(Tasks for this exercise):
[1] Please repeat the part of the article on Trump's coronavirus speech from "Seated behind his" up to and including "his administration’s work.", word for word.
[2] Answer these questions about the article on Trump's coronavirus speech, one answer per line:
(a) Where was Trump seated when he gave the address?
(b) What did Trump say Americans are at war with?
(c) What technique does the article name as a way to fight the pandemic?
[3] Resume the article on Trump's coronavirus speech after its last sentence and write what comes next.

(Text passage):
○ ○ ○ ○ ○ ○ ○
Trump’s coronavirus speech was laced with xenophobia

Trump’s coronavirus speech was laced with xenophobia

Trump’s speeches have long played on xenophobic fears. | Alex Wong/Getty Images

World leaders have long linked germs and immigrants to stoke fear in moments of crisis.

Americans generally expect that when regularly scheduled programming is interrupted to cut to the president sitting in the Oval Office, they will hear an important, sober, and universal message — a message almost always of unity, often a call for shared responsibility and even sacrifice.

President Trump just used the powerful symbol of his office to attempt to divide us.

Seated behind his desk in the White House Wednesday, Trump looked into the camera and warned Americans of an enemy who has infiltrated our borders. We are at war, he said, with a “foreign virus.”

It’s a tactic meant to distract from what his administration has and hasn’t done, in this case to combat the coronavirus pandemic. “This is the most aggressive and comprehensive effort to confront a foreign virus in modern history,” Trump said of his administration’s work.

The pandemic, of course, isn’t a spy. It’s not an infiltrator. It’s a health crisis that’s been long predicted. The way we’ll fight it is through mechanisms like social distancing, a technique that requires clear, direct information so everyone knows it’s important to participate and how to do so. It’s a shared responsibility. We are in this together.
○ ○ ○ ○ ○ ○ ○
(Provided records):
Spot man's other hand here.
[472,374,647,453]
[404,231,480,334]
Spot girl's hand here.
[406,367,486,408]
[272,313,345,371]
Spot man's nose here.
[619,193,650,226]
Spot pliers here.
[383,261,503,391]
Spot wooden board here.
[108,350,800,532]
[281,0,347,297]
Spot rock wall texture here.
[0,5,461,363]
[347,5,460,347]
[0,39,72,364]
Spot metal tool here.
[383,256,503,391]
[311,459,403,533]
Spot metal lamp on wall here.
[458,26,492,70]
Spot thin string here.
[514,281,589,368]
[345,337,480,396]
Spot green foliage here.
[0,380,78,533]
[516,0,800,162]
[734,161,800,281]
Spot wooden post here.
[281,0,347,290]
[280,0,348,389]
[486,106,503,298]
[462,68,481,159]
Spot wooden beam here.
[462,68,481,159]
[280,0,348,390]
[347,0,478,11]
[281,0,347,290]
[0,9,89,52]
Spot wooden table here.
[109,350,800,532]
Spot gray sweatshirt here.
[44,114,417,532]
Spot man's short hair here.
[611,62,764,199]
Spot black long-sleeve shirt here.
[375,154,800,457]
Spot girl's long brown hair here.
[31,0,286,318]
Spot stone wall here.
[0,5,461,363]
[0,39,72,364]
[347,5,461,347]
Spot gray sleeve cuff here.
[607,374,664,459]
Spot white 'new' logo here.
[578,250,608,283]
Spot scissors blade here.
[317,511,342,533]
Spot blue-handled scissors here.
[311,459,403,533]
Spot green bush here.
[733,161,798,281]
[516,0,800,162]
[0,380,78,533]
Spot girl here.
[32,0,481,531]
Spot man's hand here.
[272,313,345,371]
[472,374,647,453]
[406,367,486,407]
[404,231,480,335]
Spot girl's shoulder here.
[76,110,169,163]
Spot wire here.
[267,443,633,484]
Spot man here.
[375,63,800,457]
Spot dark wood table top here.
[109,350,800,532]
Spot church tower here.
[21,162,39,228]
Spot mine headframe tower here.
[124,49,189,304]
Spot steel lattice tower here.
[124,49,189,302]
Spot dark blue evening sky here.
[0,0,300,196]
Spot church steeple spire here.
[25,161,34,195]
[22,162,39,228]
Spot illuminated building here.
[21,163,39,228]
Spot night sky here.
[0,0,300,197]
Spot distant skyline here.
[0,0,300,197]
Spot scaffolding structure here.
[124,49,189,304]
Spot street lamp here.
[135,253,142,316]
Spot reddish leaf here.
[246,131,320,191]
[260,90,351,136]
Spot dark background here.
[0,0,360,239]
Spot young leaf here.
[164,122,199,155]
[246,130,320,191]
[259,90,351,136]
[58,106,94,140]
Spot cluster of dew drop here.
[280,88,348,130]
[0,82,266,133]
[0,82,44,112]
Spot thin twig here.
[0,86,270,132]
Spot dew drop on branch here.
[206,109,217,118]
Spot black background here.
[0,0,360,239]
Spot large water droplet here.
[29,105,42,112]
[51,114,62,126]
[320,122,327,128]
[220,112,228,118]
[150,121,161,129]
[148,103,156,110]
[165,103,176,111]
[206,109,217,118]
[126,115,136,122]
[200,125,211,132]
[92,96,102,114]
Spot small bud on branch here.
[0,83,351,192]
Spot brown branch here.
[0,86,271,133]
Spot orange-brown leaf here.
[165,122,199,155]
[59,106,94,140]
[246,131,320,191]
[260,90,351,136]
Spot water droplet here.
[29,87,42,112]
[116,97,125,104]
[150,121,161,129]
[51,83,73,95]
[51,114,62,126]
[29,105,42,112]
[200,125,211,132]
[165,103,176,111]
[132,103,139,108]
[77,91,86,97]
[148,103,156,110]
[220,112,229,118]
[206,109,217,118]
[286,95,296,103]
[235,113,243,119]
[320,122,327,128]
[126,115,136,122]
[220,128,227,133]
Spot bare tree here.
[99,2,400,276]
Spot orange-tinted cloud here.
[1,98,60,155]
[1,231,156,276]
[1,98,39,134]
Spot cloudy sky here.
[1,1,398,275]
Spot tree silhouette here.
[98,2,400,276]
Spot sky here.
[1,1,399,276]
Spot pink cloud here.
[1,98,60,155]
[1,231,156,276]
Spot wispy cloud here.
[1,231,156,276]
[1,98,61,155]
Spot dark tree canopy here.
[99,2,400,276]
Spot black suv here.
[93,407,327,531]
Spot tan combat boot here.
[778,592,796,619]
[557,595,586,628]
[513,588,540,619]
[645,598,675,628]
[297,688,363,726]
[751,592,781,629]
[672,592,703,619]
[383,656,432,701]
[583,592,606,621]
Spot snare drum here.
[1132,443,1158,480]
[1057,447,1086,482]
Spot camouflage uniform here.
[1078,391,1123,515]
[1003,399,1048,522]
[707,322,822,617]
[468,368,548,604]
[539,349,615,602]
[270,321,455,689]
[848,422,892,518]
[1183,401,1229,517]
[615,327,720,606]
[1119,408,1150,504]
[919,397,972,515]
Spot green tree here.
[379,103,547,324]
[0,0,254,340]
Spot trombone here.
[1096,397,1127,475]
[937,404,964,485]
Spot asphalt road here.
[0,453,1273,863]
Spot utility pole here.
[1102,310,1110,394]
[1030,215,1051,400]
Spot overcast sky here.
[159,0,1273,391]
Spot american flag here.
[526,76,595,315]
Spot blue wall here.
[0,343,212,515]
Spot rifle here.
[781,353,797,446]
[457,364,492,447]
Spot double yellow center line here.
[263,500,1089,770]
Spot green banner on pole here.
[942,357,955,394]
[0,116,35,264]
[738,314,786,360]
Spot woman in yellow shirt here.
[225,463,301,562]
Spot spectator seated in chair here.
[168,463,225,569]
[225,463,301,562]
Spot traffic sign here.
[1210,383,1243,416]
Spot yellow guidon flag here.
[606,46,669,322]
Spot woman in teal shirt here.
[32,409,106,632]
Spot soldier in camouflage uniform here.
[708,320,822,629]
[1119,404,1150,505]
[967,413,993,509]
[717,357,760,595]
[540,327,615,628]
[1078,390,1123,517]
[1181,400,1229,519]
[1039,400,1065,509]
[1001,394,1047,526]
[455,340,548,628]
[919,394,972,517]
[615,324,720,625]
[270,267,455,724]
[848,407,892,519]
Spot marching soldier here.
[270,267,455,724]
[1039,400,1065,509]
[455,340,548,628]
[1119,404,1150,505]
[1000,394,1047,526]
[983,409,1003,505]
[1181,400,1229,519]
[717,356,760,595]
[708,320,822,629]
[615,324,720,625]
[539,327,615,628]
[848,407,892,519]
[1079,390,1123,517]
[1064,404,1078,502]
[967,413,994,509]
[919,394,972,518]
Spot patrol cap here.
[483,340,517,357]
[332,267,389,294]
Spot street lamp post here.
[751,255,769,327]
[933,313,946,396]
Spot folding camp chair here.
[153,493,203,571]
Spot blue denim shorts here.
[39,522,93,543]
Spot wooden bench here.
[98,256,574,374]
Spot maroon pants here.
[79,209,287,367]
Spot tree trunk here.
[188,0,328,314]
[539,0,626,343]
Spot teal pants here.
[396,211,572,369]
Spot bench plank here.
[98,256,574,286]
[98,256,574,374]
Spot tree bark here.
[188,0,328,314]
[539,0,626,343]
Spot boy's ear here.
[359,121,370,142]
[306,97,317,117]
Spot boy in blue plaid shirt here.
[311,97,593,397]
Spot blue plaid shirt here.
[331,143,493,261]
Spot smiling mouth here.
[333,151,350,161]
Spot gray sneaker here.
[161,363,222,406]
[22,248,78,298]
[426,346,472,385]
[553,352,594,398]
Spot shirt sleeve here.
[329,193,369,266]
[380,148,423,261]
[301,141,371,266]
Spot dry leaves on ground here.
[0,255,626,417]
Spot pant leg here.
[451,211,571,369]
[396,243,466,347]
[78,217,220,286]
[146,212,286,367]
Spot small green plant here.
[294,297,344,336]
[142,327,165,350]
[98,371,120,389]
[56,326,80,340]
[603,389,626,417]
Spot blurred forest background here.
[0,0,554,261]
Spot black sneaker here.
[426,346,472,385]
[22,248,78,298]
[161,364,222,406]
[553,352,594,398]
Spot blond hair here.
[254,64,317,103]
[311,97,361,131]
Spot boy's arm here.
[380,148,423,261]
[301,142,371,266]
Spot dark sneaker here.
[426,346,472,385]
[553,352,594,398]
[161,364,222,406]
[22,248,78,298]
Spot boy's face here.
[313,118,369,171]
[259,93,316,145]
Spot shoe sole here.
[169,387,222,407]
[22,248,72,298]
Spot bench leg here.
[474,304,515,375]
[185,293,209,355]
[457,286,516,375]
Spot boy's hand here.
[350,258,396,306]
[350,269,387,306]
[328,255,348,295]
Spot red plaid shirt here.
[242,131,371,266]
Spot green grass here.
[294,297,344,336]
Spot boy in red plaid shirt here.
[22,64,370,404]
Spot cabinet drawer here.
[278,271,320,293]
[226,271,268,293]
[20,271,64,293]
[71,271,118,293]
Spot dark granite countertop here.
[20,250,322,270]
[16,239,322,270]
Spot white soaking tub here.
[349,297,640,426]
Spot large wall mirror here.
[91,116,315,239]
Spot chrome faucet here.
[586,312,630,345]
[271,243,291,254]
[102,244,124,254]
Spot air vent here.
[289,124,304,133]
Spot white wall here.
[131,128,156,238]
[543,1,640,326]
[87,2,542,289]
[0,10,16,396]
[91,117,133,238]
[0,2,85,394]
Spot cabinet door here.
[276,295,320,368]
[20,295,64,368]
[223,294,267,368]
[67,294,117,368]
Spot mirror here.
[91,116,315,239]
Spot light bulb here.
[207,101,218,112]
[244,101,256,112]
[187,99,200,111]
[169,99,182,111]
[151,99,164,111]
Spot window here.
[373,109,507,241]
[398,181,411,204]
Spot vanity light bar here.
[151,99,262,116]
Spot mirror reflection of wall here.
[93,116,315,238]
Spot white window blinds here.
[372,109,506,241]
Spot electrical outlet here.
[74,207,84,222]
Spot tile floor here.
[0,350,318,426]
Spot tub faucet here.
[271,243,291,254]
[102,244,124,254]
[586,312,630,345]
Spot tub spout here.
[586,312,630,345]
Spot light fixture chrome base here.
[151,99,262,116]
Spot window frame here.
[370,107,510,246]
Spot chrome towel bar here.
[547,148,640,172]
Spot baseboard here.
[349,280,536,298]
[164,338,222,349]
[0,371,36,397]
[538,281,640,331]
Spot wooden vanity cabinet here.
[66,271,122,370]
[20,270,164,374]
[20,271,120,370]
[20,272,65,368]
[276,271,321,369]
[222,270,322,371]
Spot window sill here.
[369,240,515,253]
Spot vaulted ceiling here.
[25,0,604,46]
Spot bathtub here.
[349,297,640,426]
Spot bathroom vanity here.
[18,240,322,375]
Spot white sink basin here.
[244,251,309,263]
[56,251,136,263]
○ ○ ○ ○ ○ ○ ○
(Responses by task):
[1]
Seated behind his desk in the White House Wednesday, Trump looked into the camera and warned Americans of an enemy who has infiltrated our borders. We are at war, he said, with a “foreign virus.”

It’s a tactic meant to distract from what his administration has and hasn’t done, in this case to combat the coronavirus pandemic. “This is the most aggressive and comprehensive effort to confront a foreign virus in modern history,” Trump said of his administration’s work.

[2]
(a) Behind his desk in the White House.
(b) A "foreign virus."
(c) Social distancing.

[3]
That is not the language of the Trump era. Trump rode into office on a message of division, of fear and hate and xenophobia. He announced his campaign in 2015 by smearing Mexicans. Even his inaugural address was laced with dark notes. “From this day forward,” he said during his address, “it’s going to be only America first.” Xenophobia isn’t a bug in the system for him; it’s a feature.

Throughout his time in office, again and again, he’s rallied his supporters through fear of outsiders — whether it was fear of travelers from Muslim-majority countries or asylum seekers at the US-Mexico border. He’s portrayed foreigners as filthy and derided others’ homelands as “shithole countries.”

Now, faced with explaining his government’s response to an outbreak that’s getting worse, he’s relying on the same tropes.

On Wednesday night, when he should have been calling on Americans to come together, he attempted to make us afraid of all of Europe. “To keep new cases from entering our shores, we will be suspending all travel from Europe to the United States for the next 30 days,” Trump said (excluding the UK for some reason).

This isn’t the first time in history a leader has stoked fears among the public by linking outsiders to germs, of course. It’s been part of many dark chapters in world history. Researchers have found repeated connections between germs and immigrants throughout the 20th century. In a moment of crisis, it’s particularly jarring and dangerous.

In this case, though perhaps predictable, it also happens to be dubious.

Experts pointed out that full-scale travel bans haven’t been effective. Italy, the hardest-hit country in Europe, was the first European country to ban travel to and from China, where the outbreak originated, and it didn’t help.

And Trump’s big announcement ignores the fact that the virus is already in the United States, spreading locally. The big threat isn’t the virus coming to the United States. It’s already here.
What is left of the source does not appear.